SET EXERCISE: Return each of the lines below that contains the string "white", treating uppercase and lowercase letters as distinct.

[START AVAILABLE RECORDS]

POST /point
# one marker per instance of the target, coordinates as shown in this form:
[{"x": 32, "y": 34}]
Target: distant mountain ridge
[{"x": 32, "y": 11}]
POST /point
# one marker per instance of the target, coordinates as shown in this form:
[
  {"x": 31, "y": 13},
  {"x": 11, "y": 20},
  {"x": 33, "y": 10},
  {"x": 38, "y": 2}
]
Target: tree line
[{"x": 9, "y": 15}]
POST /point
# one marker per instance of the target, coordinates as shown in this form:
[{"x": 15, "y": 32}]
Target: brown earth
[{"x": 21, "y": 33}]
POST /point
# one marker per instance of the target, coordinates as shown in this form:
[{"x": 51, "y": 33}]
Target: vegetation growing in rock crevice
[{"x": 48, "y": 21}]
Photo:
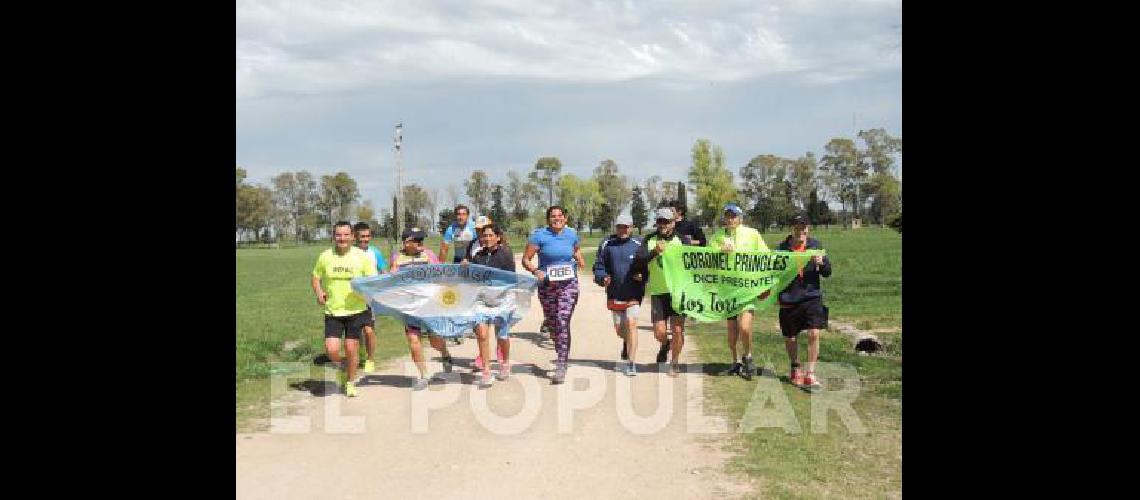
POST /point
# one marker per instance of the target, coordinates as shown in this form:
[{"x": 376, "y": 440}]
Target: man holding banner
[
  {"x": 415, "y": 254},
  {"x": 801, "y": 304},
  {"x": 345, "y": 312},
  {"x": 737, "y": 237},
  {"x": 558, "y": 247},
  {"x": 661, "y": 310},
  {"x": 363, "y": 232},
  {"x": 625, "y": 286}
]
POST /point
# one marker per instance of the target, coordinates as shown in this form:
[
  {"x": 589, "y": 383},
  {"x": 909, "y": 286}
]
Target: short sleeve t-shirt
[
  {"x": 657, "y": 285},
  {"x": 458, "y": 237},
  {"x": 743, "y": 239},
  {"x": 376, "y": 257},
  {"x": 336, "y": 271},
  {"x": 425, "y": 256},
  {"x": 554, "y": 248}
]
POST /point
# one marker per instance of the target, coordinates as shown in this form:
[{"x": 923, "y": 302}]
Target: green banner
[{"x": 709, "y": 285}]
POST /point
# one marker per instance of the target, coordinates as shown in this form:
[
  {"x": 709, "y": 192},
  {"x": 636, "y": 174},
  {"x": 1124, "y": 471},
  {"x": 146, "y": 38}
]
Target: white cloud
[{"x": 290, "y": 47}]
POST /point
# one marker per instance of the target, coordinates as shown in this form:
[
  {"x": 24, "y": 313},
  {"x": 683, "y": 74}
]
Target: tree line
[{"x": 860, "y": 175}]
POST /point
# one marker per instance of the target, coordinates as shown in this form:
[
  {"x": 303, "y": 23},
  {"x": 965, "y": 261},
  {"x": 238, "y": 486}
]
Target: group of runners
[{"x": 624, "y": 265}]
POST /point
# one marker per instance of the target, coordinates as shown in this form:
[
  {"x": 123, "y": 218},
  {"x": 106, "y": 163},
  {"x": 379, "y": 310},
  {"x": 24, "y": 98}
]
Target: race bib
[{"x": 560, "y": 272}]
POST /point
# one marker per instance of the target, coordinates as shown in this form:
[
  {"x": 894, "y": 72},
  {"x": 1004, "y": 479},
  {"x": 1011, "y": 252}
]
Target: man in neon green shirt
[
  {"x": 737, "y": 237},
  {"x": 648, "y": 261},
  {"x": 345, "y": 312}
]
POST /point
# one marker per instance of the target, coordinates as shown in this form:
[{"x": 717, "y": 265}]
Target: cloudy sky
[{"x": 495, "y": 84}]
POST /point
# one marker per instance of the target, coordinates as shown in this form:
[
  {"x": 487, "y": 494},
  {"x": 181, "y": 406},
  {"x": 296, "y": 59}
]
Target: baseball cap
[{"x": 413, "y": 234}]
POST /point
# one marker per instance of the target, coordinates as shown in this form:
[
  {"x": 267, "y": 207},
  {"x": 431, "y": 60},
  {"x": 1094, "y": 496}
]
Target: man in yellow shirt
[
  {"x": 737, "y": 237},
  {"x": 345, "y": 312}
]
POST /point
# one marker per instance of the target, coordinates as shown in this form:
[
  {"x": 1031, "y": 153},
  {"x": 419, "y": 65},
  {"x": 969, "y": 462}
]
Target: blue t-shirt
[
  {"x": 458, "y": 237},
  {"x": 381, "y": 262},
  {"x": 554, "y": 248}
]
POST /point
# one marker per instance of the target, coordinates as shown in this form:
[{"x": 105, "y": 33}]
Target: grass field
[
  {"x": 865, "y": 291},
  {"x": 276, "y": 309}
]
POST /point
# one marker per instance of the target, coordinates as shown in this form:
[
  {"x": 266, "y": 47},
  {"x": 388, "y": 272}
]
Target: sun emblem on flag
[{"x": 449, "y": 297}]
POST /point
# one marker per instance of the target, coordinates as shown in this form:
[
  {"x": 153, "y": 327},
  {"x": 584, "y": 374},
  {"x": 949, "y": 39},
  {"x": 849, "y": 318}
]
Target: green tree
[
  {"x": 254, "y": 210},
  {"x": 417, "y": 204},
  {"x": 365, "y": 212},
  {"x": 478, "y": 189},
  {"x": 615, "y": 188},
  {"x": 668, "y": 193},
  {"x": 637, "y": 210},
  {"x": 338, "y": 194},
  {"x": 652, "y": 190},
  {"x": 445, "y": 219},
  {"x": 545, "y": 174},
  {"x": 711, "y": 181},
  {"x": 498, "y": 212},
  {"x": 580, "y": 197},
  {"x": 603, "y": 218},
  {"x": 882, "y": 189},
  {"x": 843, "y": 173}
]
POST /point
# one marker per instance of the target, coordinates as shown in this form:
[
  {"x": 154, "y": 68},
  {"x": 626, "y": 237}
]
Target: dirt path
[{"x": 380, "y": 445}]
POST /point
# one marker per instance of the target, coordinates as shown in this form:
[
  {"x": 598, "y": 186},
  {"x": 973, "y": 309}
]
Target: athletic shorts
[
  {"x": 632, "y": 311},
  {"x": 805, "y": 316},
  {"x": 661, "y": 308},
  {"x": 349, "y": 326},
  {"x": 369, "y": 320}
]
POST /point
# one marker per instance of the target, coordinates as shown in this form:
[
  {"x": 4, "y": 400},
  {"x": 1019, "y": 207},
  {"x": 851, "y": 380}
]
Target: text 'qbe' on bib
[{"x": 560, "y": 272}]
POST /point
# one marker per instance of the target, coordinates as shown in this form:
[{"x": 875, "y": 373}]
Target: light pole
[{"x": 398, "y": 139}]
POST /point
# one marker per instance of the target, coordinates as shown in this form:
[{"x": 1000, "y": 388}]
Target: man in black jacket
[
  {"x": 625, "y": 286},
  {"x": 801, "y": 304},
  {"x": 689, "y": 231}
]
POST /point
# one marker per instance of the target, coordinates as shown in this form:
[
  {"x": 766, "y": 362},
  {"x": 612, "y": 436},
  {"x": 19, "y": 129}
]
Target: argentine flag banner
[{"x": 448, "y": 300}]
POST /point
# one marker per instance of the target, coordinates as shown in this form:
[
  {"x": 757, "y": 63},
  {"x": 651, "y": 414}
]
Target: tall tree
[
  {"x": 884, "y": 188},
  {"x": 803, "y": 179},
  {"x": 637, "y": 210},
  {"x": 453, "y": 196},
  {"x": 711, "y": 180},
  {"x": 652, "y": 190},
  {"x": 668, "y": 193},
  {"x": 515, "y": 196},
  {"x": 254, "y": 210},
  {"x": 580, "y": 197},
  {"x": 545, "y": 174},
  {"x": 615, "y": 189},
  {"x": 445, "y": 219},
  {"x": 478, "y": 189},
  {"x": 843, "y": 172},
  {"x": 418, "y": 207},
  {"x": 338, "y": 193},
  {"x": 604, "y": 215},
  {"x": 498, "y": 212},
  {"x": 365, "y": 212}
]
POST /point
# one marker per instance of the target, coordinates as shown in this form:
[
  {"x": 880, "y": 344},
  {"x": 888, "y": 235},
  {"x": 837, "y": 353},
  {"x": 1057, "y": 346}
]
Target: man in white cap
[
  {"x": 660, "y": 301},
  {"x": 737, "y": 237},
  {"x": 613, "y": 269}
]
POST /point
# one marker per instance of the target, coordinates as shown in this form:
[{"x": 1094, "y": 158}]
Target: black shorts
[
  {"x": 661, "y": 308},
  {"x": 369, "y": 320},
  {"x": 805, "y": 316},
  {"x": 349, "y": 326}
]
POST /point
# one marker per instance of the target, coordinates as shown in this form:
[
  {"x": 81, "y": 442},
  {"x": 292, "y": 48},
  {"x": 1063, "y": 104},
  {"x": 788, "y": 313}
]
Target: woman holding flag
[
  {"x": 493, "y": 253},
  {"x": 415, "y": 254},
  {"x": 558, "y": 247}
]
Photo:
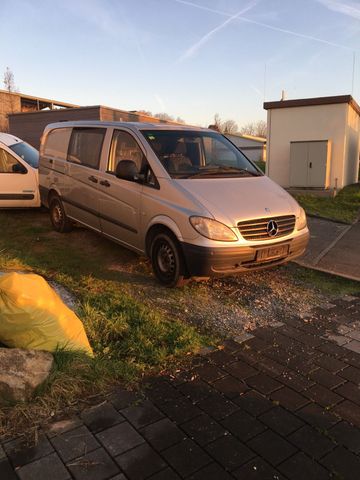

[END AVAILABLE RECORDS]

OUTPUT:
Target: white cloud
Target: man in white cap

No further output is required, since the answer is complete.